## Exercise
Could you filter the listing for lines with the word "wheel" and return them?

BEGIN

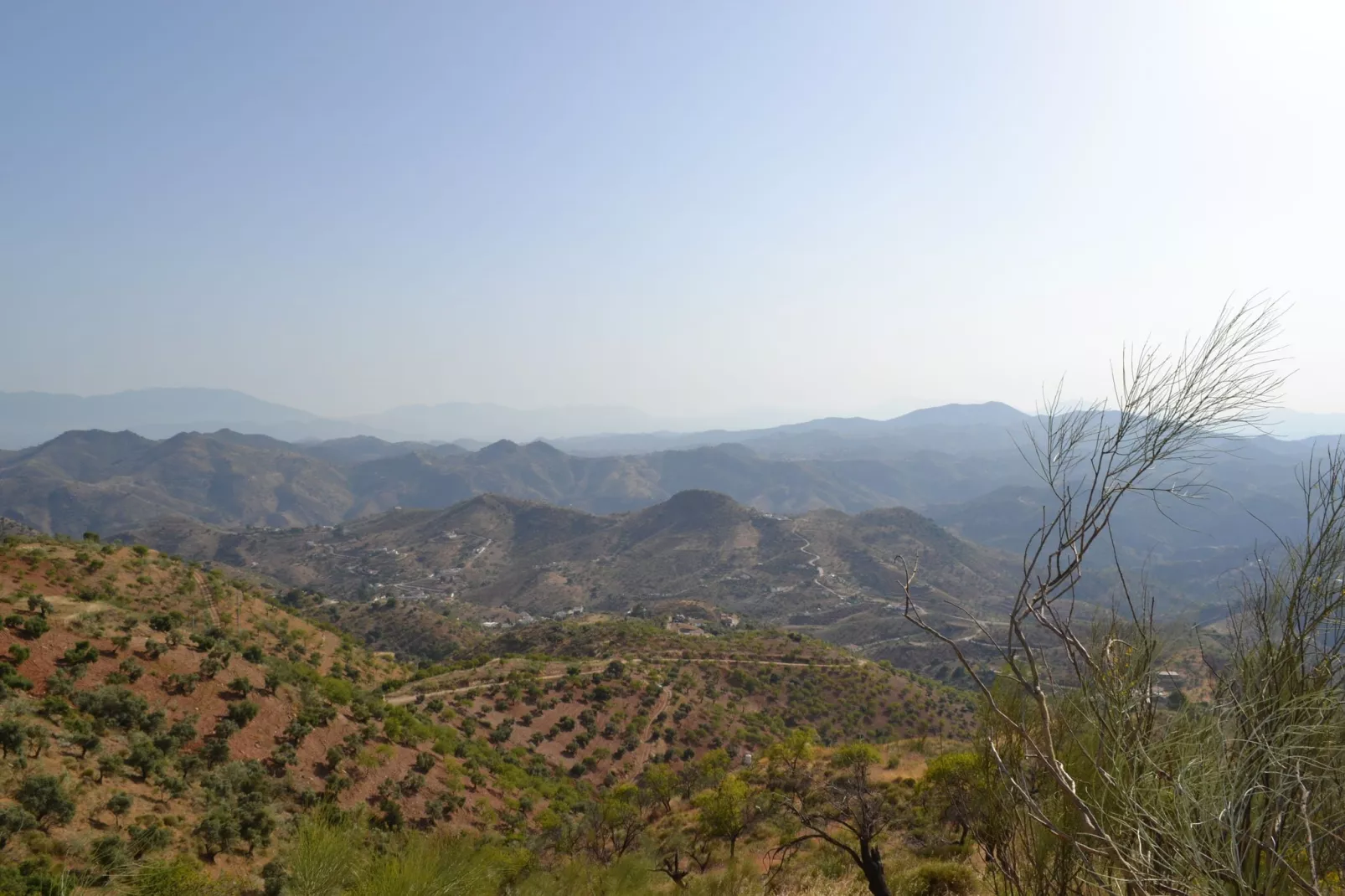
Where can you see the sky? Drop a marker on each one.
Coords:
(689, 208)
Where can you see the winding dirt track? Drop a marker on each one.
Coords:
(399, 700)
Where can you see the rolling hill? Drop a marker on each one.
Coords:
(166, 720)
(698, 554)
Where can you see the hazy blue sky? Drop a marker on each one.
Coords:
(689, 208)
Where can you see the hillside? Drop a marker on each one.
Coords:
(155, 709)
(113, 481)
(956, 465)
(698, 554)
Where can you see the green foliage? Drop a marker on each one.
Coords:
(115, 705)
(13, 821)
(46, 800)
(939, 878)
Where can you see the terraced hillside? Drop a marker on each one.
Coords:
(155, 709)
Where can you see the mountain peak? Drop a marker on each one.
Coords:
(497, 450)
(990, 414)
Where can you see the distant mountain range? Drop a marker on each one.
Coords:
(31, 419)
(956, 465)
(825, 572)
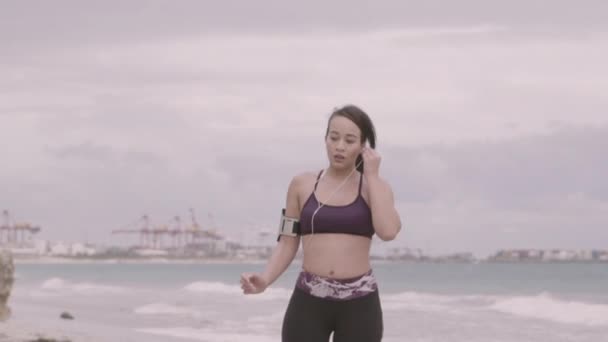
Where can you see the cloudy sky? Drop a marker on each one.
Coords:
(491, 115)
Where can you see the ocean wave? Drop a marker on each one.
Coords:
(59, 285)
(547, 307)
(429, 302)
(205, 287)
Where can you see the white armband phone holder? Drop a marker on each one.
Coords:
(288, 226)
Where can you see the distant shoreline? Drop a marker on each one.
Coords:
(151, 260)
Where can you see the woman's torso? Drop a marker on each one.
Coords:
(341, 254)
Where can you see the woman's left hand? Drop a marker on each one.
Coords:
(371, 161)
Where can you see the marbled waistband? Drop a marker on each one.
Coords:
(337, 289)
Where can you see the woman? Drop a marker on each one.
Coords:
(338, 210)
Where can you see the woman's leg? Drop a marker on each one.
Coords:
(307, 318)
(359, 320)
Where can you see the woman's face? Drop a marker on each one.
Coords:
(343, 142)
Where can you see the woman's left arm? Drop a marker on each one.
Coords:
(385, 217)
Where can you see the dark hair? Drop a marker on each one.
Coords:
(362, 120)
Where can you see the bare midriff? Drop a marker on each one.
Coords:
(338, 256)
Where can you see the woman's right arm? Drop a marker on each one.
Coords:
(284, 252)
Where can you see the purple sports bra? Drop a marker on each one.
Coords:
(354, 218)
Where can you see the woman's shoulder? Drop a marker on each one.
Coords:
(304, 179)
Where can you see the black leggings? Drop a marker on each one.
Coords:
(312, 319)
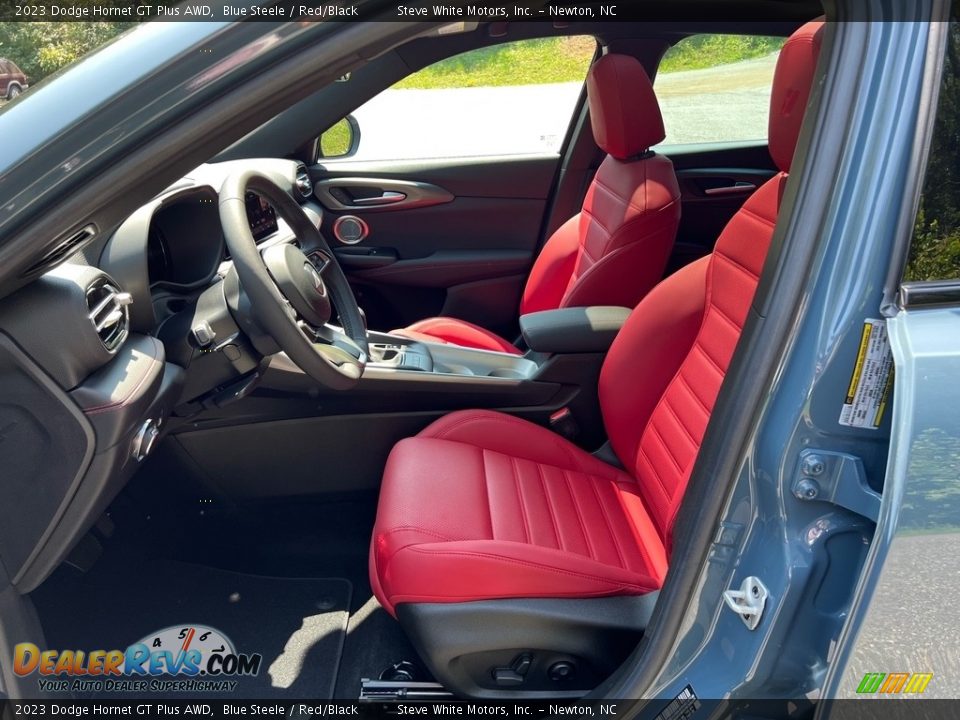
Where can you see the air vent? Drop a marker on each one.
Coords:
(108, 310)
(304, 183)
(63, 250)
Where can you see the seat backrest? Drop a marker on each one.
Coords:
(662, 375)
(616, 248)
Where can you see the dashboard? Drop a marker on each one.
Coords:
(149, 317)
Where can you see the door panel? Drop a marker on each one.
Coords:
(462, 246)
(715, 181)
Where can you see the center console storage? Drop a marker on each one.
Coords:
(573, 330)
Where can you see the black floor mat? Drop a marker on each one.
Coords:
(297, 625)
(374, 642)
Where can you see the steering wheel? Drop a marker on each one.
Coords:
(291, 296)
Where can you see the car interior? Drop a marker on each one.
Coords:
(410, 427)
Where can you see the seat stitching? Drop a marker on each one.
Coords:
(690, 390)
(433, 533)
(486, 490)
(758, 217)
(597, 221)
(659, 437)
(576, 507)
(623, 200)
(646, 558)
(553, 519)
(656, 473)
(606, 520)
(527, 563)
(503, 421)
(739, 266)
(676, 416)
(724, 316)
(515, 474)
(713, 363)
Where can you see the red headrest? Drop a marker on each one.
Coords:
(623, 109)
(792, 83)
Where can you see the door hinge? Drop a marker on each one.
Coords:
(748, 602)
(837, 478)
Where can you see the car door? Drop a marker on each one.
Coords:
(437, 188)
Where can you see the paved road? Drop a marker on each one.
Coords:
(716, 104)
(914, 627)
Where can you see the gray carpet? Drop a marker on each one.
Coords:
(297, 625)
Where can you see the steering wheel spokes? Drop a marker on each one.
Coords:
(293, 295)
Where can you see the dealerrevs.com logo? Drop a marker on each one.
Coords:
(181, 658)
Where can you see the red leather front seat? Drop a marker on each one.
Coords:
(616, 248)
(483, 506)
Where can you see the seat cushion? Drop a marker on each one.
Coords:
(457, 332)
(482, 505)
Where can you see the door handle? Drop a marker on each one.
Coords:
(387, 198)
(740, 188)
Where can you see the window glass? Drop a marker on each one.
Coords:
(510, 99)
(716, 88)
(935, 248)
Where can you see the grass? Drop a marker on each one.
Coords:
(703, 51)
(335, 141)
(557, 60)
(530, 62)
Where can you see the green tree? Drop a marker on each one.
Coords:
(935, 249)
(42, 48)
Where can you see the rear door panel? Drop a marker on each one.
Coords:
(715, 180)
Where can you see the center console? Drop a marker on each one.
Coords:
(308, 439)
(559, 369)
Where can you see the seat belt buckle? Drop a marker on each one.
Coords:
(564, 424)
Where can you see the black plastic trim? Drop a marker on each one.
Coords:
(935, 293)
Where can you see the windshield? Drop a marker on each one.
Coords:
(40, 49)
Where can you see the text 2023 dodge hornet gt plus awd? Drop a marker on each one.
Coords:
(508, 359)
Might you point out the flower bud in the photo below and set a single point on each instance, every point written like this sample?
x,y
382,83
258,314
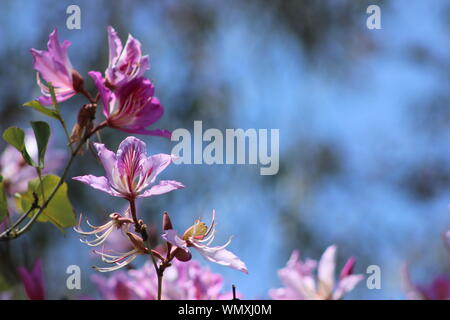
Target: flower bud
x,y
167,224
77,81
182,255
138,243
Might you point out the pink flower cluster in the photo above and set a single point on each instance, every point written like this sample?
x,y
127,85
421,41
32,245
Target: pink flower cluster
x,y
129,102
300,282
183,281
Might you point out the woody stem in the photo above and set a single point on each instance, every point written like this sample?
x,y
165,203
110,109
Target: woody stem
x,y
143,231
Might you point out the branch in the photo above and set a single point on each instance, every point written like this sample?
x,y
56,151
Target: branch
x,y
12,233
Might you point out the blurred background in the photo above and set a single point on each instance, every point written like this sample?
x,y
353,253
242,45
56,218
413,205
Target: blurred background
x,y
364,119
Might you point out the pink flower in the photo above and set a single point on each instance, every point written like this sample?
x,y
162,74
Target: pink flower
x,y
200,237
102,233
125,64
132,107
120,260
33,281
54,66
182,281
300,283
130,172
438,289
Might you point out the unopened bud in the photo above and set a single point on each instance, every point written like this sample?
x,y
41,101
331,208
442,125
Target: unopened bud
x,y
85,123
77,81
167,224
138,243
182,255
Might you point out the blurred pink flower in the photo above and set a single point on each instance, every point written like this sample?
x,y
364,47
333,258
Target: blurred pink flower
x,y
33,281
438,289
125,64
130,171
182,281
54,66
132,107
5,295
300,282
200,237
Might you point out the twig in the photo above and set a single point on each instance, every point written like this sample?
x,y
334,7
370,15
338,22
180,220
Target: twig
x,y
11,232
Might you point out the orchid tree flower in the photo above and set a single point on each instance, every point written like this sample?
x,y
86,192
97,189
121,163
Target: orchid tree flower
x,y
55,67
130,172
132,107
199,237
182,281
120,260
300,283
125,63
101,233
438,289
33,281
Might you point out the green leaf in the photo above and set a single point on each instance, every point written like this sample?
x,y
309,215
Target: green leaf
x,y
3,201
16,137
42,134
39,107
59,211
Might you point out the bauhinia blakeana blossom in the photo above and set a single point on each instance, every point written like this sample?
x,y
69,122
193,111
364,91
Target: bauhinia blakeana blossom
x,y
199,237
129,172
132,107
120,260
125,63
182,281
33,281
55,67
300,282
101,233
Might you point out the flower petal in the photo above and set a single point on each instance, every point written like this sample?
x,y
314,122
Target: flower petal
x,y
221,256
164,186
107,158
99,183
346,285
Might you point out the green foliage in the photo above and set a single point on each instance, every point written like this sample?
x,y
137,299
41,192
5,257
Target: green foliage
x,y
3,201
42,109
59,211
42,134
16,137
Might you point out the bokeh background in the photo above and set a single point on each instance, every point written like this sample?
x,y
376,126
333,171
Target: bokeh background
x,y
364,119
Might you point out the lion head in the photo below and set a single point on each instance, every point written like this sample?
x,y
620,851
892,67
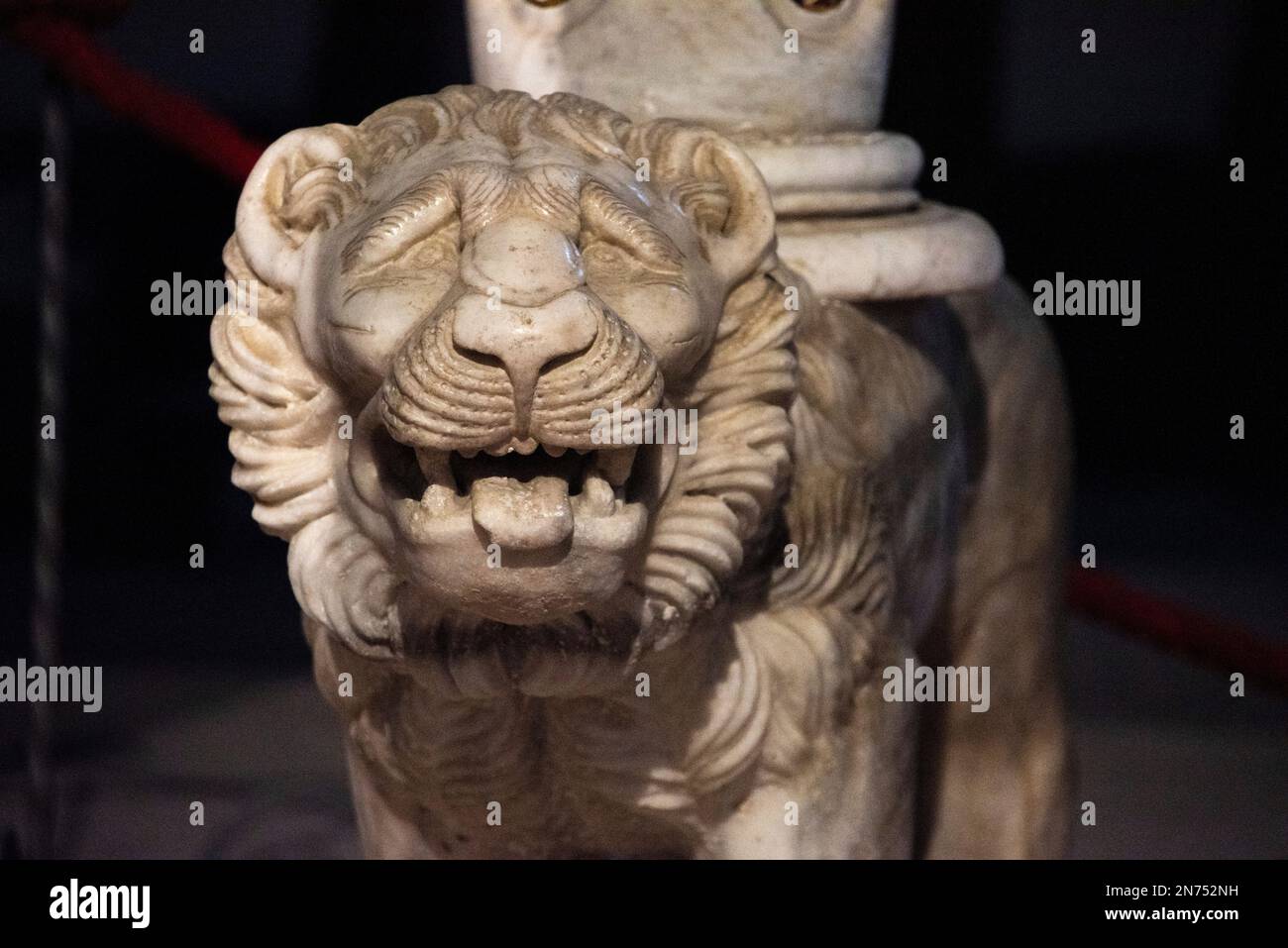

END

## Response box
Where can you see the steering wheel? Drop a marker on each one.
Where can you see the steering wheel spokes? Drop a marker on each one.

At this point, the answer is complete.